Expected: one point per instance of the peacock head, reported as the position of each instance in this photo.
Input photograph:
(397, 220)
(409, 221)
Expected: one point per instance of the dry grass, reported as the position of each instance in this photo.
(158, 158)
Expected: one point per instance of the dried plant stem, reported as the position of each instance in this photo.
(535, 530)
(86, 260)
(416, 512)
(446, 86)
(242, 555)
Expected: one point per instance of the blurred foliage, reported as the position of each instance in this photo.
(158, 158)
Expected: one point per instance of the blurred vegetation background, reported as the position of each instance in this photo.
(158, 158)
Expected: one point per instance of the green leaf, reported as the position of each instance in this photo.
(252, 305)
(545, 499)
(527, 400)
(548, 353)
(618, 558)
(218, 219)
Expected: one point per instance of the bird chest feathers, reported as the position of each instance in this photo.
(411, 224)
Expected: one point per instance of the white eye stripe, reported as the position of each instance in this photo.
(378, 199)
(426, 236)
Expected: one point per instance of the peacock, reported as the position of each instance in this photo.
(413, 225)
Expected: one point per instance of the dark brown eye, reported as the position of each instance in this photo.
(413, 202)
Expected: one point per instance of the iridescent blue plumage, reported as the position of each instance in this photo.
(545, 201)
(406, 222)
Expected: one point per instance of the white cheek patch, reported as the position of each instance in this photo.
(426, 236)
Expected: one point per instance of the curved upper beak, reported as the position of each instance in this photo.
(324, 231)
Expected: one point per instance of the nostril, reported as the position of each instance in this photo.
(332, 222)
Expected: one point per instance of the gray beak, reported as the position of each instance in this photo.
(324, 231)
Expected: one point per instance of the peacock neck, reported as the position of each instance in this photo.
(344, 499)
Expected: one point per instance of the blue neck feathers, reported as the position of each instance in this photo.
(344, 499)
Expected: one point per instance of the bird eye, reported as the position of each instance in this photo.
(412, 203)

_ _ _ _ _

▶ [PROBLEM TO WORK ON]:
Beginning with the line that contains "Expected: one point per instance of the iridescent" and ending with the last line of the data above, return those lines exactly and nothing else.

▶ [FINISHED EXERCISE]:
Expected: one point per instance of the iridescent blue plumage, reported as the position of each instance in this photo.
(545, 201)
(406, 222)
Expected: one point per instance of the white cheek patch, reported as the position of each instance in this photo.
(426, 236)
Expected: one point per instance of the curved upper beak, reported as the position of each instance in this photo.
(324, 231)
Expected: one point per instance of the nostril, reported as the position of each instance in this photo.
(332, 222)
Expected: one point per instance of the gray beak, reported as the position of each instance in this photo.
(324, 231)
Expected: one point per instance of the peacock neck, reported as the position of each instance in this photo.
(344, 499)
Expected: one point per instance of the blue neck feathers, reported as the position of each instance in this photo.
(344, 499)
Expected: one point per instance of the bird eye, reported as the position of each instance in this photo.
(412, 203)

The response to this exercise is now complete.